To be baptized into the Father, Son, and Holy Spirit, to be totally overtaken by God’s reality, means you cannot hate.  You cannot exclude.  You cannot exploit.  You cannot reject.  You cannot oppress.  You cannot kill.  You cannot steal.  You cannot judge or condemn.  You cannot pretend that your family, race, generation, party, or nation is better.  To the extent that we do any of these things is an indication that we haven’t even put a hesitant toe into the Trinity, let alone been totally immersed and transformed in God’s goodness.

III.

The energy of the Trinity is inherently and necessarily explosive.  It radiates by its very nature.  It goes out from itself and creates the new.  It loves.  You cannot hold it, hoard it, keep it, store it, or grab it.  It just flows and shines and spreads.  It goes out.  

So the first thing Jesus tells his disciples here is: “go.”  Jesus sends them out.  He establishes a dynamic movement.  The early church calls itself simply “the Way,” also implying progress or movement.  The church is not like a retail outlet where you open the shop in the morning, get everything ready, and hope people show up.  We are not to expect people to come to us; we are to go to the people.  The church does gather, but it gathers in order to be sent.  We come together in order to go out.  The interior action of the Trinity does not stay cooped up in a divine container; it shines outward in creative brilliance.  It is the same with the church: What we do in here has to shine into the world.  

This is what Jesus means by “discipling,” and “teaching them” that is, the nations, the ethne, “to obey all that I have commanded you.”  This is important because there is definite, specific content to what we do and who we are.  The church exists by the self-emptying love, humility, grace, forgiveness, blessing, and generosity we see in Jesus Christ.  

Perhaps it would be instructive to compare what is going on with God’s love in the Trinity with another phenomenon the spreads and grows: cancer.  Cancer moves outward as well, but it consumes, cripples, and kills.  Cancer swallows up diversity in a rigid, toxic, lethal, enslaving uniformity.  Cancer makes everything the same; it is the brutal march in lock-step of calcifying, monochromatic singularity in which everything turns to dead stone.  

The Trinity means that God is a unity in diversity, and that creation is also a unity in diversity.  God makes this place a wild riot of diversity, adaptation, creativity, cooperation, and wonder, in which everywhere we turn is another spectacular miracle, in which every oak tree produces around 1,000 pounds of acorns and there are 600 different kinds of just oak trees.  Let alone every other kind of tree, or life form.  There are so many miracles happening all around us all the time that we have become cynical and jaded, imagining that that these are not miracles at all.

# # # #

- **TASK LIST**:
• a. List the qualities seen in Jesus Christ that, according to the passage on the Trinity, the church exists by.
• b. Reproduce the passage on the Trinity word for word, from "To be baptized" up to and including "It goes out.".

# # # #

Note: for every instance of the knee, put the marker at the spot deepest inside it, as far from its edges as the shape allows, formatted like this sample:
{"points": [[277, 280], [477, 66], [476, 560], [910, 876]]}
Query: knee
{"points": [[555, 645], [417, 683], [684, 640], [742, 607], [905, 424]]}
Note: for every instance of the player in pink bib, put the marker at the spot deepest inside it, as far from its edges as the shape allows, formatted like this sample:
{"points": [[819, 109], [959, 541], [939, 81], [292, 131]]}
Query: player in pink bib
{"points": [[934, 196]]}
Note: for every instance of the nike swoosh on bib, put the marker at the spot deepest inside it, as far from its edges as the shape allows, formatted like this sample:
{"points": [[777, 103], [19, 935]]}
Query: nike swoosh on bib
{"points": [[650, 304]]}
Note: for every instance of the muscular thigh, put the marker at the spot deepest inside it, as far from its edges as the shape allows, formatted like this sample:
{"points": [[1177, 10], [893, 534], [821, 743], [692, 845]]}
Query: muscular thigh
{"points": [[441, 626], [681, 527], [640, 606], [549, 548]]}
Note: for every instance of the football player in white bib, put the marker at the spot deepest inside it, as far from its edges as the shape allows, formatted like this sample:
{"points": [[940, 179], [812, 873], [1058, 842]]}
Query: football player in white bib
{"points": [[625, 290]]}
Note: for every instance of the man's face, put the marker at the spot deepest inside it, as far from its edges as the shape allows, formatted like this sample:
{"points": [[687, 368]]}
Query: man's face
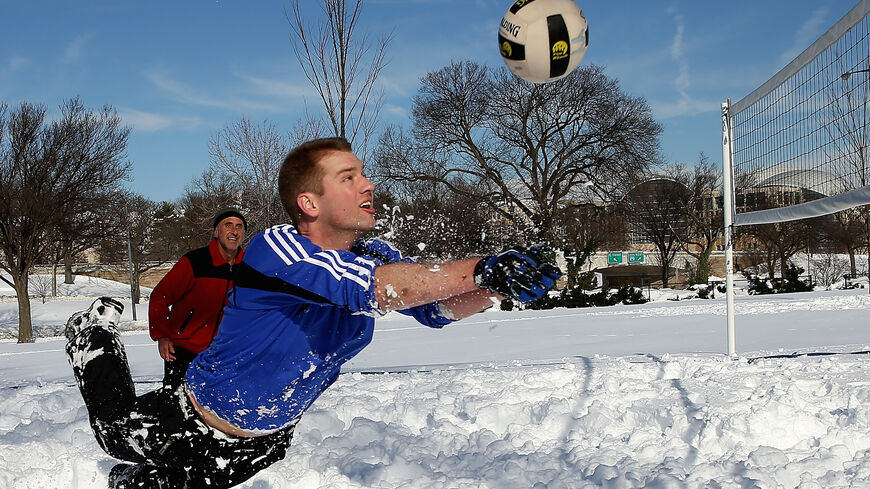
{"points": [[347, 200], [230, 233]]}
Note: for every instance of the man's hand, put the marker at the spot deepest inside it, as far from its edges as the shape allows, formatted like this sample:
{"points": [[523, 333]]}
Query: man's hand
{"points": [[166, 349], [517, 273]]}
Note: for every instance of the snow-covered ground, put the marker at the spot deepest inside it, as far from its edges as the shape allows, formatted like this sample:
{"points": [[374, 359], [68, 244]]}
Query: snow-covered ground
{"points": [[621, 397]]}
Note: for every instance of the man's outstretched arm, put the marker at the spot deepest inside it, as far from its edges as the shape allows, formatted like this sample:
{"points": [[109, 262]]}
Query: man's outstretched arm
{"points": [[514, 273], [405, 285]]}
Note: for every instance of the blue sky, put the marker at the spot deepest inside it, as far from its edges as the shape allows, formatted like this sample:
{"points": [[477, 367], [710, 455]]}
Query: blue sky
{"points": [[178, 71]]}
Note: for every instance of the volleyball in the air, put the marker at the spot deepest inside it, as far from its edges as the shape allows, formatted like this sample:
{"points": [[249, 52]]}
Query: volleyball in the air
{"points": [[543, 40]]}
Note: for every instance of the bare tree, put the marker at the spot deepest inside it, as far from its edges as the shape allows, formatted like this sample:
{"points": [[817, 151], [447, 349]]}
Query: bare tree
{"points": [[342, 65], [248, 156], [152, 228], [49, 172], [782, 240], [523, 149], [704, 218], [656, 210], [846, 232]]}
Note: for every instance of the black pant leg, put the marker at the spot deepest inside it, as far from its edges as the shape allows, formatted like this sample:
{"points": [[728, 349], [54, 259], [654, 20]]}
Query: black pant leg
{"points": [[173, 372]]}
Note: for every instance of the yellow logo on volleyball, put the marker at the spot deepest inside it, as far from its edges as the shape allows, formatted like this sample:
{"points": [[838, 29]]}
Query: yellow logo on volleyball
{"points": [[506, 49], [560, 50]]}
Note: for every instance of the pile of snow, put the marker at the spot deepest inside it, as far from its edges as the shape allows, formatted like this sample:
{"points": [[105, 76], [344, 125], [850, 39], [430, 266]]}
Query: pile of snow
{"points": [[83, 286], [49, 316], [621, 397]]}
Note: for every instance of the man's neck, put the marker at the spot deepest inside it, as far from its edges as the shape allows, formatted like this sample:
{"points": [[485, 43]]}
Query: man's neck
{"points": [[328, 240], [228, 256]]}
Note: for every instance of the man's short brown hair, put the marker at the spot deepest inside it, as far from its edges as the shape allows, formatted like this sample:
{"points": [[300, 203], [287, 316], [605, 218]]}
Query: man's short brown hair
{"points": [[300, 172]]}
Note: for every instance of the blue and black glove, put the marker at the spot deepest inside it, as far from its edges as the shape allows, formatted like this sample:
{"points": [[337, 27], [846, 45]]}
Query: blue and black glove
{"points": [[517, 273], [380, 250]]}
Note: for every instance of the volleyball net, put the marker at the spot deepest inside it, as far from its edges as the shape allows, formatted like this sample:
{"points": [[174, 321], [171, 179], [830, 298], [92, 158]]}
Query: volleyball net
{"points": [[798, 146], [800, 143]]}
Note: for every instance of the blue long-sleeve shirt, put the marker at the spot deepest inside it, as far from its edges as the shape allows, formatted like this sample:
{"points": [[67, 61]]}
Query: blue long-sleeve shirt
{"points": [[296, 314]]}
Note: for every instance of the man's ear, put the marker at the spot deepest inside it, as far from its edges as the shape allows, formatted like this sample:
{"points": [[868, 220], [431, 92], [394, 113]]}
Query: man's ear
{"points": [[307, 203]]}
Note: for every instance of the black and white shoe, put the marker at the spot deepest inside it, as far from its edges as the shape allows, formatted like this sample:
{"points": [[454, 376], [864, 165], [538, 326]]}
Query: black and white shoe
{"points": [[104, 311]]}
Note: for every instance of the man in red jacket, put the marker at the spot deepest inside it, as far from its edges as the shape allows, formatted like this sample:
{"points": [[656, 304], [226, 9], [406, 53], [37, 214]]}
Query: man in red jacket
{"points": [[186, 306]]}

# # # #

- **RESPONSES IN ORDER**:
• a. self-emptying love, humility, grace, forgiveness, blessing, generosity

• b.
To be baptized into the Father, Son, and Holy Spirit, to be totally overtaken by God’s reality, means you cannot hate.  You cannot exclude.  You cannot exploit.  You cannot reject.  You cannot oppress.  You cannot kill.  You cannot steal.  You cannot judge or condemn.  You cannot pretend that your family, race, generation, party, or nation is better.  To the extent that we do any of these things is an indication that we haven’t even put a hesitant toe into the Trinity, let alone been totally immersed and transformed in God’s goodness.

III.

The energy of the Trinity is inherently and necessarily explosive.  It radiates by its very nature.  It goes out from itself and creates the new.  It loves.  You cannot hold it, hoard it, keep it, store it, or grab it.  It just flows and shines and spreads.  It goes out.